Exercise ::
Lines where the string "driveway" appears are to be copied from the entries below.
▶
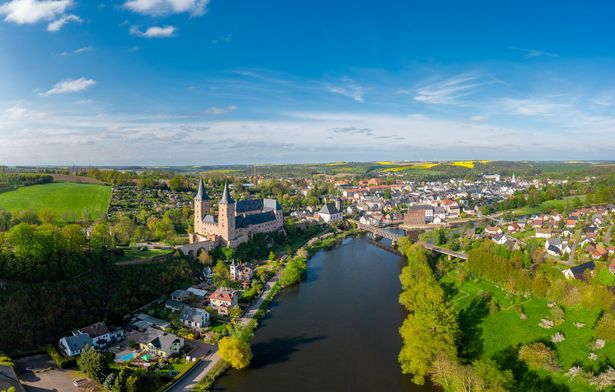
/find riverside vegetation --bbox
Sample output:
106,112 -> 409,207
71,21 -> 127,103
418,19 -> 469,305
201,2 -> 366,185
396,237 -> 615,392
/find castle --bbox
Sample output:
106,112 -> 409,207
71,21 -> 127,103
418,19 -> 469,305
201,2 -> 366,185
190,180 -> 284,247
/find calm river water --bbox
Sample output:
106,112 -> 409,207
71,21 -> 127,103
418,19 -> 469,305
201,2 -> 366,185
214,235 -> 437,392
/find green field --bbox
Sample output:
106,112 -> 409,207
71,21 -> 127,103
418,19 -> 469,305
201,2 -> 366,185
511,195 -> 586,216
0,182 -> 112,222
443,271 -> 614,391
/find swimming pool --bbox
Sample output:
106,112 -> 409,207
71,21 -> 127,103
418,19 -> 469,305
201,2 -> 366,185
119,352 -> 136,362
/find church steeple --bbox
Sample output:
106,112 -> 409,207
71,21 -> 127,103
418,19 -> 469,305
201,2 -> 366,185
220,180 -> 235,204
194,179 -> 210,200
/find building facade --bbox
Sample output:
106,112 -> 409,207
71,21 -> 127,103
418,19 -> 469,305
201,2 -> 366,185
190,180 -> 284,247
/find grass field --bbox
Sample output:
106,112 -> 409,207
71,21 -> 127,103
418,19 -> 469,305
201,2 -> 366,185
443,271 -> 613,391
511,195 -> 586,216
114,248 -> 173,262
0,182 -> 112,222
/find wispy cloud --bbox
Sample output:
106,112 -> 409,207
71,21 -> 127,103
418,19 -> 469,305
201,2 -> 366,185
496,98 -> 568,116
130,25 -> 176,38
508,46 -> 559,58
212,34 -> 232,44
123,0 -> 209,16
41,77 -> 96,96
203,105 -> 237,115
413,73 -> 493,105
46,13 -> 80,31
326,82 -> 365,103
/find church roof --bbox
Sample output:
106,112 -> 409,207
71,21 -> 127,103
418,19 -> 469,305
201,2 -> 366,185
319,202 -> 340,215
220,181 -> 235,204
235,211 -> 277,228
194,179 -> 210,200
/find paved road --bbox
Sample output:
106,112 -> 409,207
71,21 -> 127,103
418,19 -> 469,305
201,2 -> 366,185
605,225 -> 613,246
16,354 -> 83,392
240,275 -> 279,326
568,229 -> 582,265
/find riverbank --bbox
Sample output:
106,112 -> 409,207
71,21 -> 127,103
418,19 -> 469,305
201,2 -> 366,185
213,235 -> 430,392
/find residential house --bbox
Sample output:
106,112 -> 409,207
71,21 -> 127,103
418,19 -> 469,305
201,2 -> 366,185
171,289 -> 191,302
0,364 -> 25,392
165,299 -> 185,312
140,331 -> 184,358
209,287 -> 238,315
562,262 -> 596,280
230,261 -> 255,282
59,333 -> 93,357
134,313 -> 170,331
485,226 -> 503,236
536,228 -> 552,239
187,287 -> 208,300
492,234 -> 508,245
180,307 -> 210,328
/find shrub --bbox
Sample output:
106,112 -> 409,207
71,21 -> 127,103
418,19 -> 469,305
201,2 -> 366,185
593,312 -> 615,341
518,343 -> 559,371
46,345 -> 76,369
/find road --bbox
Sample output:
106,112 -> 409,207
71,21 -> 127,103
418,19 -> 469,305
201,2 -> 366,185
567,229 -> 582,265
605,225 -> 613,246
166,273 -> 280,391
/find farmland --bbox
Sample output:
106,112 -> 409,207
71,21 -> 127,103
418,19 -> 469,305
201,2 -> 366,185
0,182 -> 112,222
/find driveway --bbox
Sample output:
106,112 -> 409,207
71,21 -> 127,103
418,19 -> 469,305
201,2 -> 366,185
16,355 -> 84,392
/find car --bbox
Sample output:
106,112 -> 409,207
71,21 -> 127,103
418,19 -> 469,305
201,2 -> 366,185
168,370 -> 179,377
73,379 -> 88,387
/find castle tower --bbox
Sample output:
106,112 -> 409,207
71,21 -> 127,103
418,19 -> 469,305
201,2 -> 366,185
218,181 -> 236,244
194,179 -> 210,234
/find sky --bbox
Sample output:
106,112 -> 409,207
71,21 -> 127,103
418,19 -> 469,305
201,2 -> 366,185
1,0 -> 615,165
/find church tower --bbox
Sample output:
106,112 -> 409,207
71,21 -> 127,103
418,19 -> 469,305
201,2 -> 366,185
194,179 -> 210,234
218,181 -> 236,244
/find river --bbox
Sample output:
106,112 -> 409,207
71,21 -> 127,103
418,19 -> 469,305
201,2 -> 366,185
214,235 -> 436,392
◀
▶
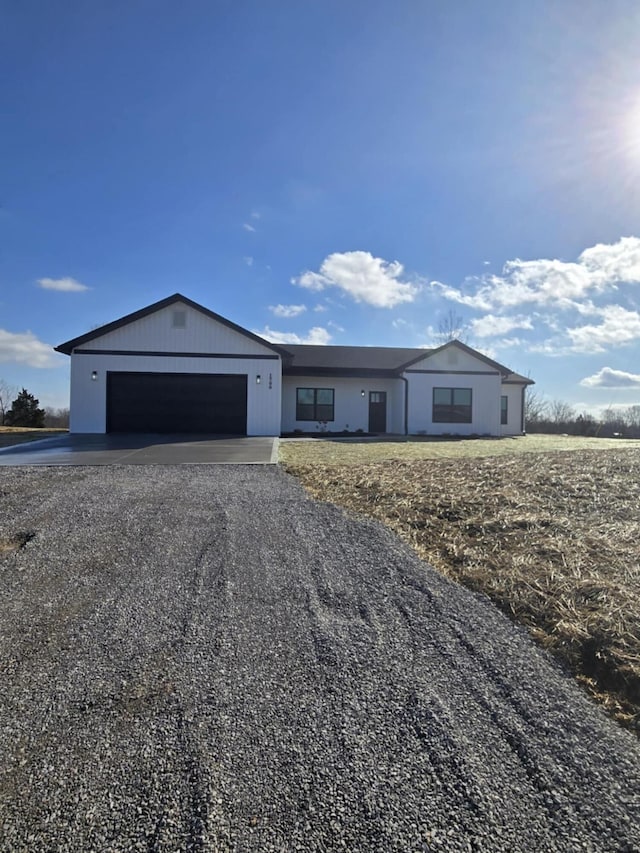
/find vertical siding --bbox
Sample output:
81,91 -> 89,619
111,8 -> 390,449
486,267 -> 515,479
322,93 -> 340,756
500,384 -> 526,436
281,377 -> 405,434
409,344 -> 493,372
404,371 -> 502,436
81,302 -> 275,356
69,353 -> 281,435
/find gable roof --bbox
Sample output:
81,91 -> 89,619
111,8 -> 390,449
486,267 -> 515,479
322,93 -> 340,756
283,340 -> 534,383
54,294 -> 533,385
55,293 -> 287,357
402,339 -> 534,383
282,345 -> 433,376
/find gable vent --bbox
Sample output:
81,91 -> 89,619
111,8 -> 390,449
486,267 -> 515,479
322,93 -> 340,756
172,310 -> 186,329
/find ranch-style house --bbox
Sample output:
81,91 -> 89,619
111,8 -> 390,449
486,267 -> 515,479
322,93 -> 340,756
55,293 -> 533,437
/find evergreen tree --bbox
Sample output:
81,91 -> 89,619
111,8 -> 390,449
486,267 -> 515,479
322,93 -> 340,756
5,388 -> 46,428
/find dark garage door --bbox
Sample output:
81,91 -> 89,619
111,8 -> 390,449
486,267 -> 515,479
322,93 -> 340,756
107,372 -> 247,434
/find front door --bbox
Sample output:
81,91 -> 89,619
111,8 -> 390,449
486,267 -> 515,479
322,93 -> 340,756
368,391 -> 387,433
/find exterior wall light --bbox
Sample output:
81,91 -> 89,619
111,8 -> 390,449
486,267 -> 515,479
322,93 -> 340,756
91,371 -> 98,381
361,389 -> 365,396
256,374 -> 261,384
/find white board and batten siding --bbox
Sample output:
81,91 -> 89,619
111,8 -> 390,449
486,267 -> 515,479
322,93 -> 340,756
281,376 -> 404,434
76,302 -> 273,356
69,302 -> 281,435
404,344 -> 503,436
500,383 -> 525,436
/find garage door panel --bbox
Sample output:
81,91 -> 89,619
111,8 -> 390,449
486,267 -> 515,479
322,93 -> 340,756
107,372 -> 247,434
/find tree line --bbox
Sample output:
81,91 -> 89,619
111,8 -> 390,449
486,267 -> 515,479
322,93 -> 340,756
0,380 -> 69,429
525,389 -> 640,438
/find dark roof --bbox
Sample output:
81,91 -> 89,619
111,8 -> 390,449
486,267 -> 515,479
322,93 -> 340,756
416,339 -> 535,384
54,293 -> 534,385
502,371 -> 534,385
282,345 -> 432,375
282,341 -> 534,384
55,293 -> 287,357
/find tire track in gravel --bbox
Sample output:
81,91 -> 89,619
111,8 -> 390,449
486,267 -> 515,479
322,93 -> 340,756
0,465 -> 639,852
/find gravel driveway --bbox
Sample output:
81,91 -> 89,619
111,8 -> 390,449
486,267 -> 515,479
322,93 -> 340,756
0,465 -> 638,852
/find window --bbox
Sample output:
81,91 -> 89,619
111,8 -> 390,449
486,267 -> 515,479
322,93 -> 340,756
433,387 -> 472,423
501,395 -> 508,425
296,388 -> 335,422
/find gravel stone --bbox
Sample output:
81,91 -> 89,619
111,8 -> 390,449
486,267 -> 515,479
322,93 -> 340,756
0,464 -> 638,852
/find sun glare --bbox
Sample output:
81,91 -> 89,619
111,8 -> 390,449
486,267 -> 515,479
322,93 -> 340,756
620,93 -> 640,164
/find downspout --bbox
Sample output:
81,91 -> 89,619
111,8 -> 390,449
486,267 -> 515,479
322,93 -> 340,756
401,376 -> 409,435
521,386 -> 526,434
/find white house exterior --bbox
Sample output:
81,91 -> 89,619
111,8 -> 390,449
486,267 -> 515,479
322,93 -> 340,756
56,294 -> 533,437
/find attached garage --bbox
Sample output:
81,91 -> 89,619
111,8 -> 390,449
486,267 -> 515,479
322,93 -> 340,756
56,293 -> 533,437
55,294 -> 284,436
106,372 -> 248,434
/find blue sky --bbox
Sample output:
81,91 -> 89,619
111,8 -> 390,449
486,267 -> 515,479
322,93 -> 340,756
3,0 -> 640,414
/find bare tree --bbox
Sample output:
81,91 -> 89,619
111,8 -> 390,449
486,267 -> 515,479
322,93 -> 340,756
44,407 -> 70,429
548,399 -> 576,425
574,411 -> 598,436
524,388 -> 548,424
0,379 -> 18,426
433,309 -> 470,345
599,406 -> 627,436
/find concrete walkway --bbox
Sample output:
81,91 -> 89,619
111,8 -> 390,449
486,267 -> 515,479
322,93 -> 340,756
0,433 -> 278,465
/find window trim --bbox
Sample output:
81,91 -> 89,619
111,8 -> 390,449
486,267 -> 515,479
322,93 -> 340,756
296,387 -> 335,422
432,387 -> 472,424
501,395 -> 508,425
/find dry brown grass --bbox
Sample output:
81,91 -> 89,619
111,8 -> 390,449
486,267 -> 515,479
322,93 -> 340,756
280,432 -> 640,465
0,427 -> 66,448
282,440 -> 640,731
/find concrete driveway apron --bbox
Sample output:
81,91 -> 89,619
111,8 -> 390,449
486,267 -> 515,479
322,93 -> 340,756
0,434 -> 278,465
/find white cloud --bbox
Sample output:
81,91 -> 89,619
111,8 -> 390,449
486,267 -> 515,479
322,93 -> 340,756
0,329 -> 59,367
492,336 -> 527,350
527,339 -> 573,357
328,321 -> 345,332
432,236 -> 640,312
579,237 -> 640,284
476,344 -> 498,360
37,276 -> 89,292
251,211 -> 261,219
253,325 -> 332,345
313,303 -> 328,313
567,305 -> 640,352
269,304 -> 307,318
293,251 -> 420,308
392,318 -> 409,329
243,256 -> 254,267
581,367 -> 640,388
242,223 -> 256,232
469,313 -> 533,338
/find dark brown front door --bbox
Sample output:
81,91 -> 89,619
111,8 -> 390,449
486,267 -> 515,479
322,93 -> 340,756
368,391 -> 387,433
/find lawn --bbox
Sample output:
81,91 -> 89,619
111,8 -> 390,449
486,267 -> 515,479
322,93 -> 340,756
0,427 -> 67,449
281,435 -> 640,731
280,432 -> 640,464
◀
▶
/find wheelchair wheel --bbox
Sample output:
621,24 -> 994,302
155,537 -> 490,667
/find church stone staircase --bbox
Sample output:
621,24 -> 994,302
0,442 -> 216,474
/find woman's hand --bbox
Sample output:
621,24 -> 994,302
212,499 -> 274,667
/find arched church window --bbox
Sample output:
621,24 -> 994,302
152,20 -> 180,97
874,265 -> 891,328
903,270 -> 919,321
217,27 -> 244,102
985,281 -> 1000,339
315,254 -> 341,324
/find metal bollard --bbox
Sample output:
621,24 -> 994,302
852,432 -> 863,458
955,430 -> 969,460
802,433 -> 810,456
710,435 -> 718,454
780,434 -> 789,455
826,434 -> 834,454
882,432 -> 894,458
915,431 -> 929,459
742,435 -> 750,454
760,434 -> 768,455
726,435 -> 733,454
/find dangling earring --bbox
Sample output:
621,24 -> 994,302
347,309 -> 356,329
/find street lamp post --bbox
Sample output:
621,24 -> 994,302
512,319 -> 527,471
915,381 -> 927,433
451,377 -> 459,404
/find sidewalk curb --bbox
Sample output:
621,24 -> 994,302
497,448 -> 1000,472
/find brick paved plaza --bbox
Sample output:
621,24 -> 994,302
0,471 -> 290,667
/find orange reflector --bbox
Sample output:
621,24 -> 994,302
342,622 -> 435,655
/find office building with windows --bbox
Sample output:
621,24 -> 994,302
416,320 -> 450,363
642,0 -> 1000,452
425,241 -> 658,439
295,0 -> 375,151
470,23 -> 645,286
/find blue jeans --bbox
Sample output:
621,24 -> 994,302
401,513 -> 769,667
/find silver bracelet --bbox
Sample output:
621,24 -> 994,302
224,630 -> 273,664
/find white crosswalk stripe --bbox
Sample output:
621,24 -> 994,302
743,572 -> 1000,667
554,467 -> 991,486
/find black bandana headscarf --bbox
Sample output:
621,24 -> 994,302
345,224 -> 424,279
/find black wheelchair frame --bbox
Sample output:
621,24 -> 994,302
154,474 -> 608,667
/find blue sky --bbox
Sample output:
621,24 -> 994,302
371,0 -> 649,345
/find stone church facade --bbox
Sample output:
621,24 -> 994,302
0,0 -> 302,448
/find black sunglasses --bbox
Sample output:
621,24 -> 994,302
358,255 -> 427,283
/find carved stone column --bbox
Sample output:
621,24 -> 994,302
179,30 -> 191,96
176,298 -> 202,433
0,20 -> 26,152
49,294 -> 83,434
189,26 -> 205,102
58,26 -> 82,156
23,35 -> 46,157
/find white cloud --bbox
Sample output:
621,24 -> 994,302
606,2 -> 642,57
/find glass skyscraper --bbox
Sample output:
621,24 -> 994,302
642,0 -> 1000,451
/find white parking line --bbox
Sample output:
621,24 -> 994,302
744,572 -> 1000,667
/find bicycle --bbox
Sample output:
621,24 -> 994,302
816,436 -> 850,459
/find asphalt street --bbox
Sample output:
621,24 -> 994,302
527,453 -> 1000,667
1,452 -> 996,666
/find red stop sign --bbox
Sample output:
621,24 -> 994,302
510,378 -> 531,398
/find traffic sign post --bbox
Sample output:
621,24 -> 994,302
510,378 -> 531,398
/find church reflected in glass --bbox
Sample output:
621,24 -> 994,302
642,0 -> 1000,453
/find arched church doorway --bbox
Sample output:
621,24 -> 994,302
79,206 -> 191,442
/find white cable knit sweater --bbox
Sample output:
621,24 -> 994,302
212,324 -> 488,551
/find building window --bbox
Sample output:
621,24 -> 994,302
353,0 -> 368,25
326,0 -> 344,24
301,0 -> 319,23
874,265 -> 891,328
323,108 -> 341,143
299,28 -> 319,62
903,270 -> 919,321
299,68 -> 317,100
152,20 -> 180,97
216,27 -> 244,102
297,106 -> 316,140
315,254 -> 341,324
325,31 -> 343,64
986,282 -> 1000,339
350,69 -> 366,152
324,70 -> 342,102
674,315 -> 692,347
◀
Written solution ::
/find driveway --bbox
/find gravel driveway --bbox
/find concrete driveway apron --bbox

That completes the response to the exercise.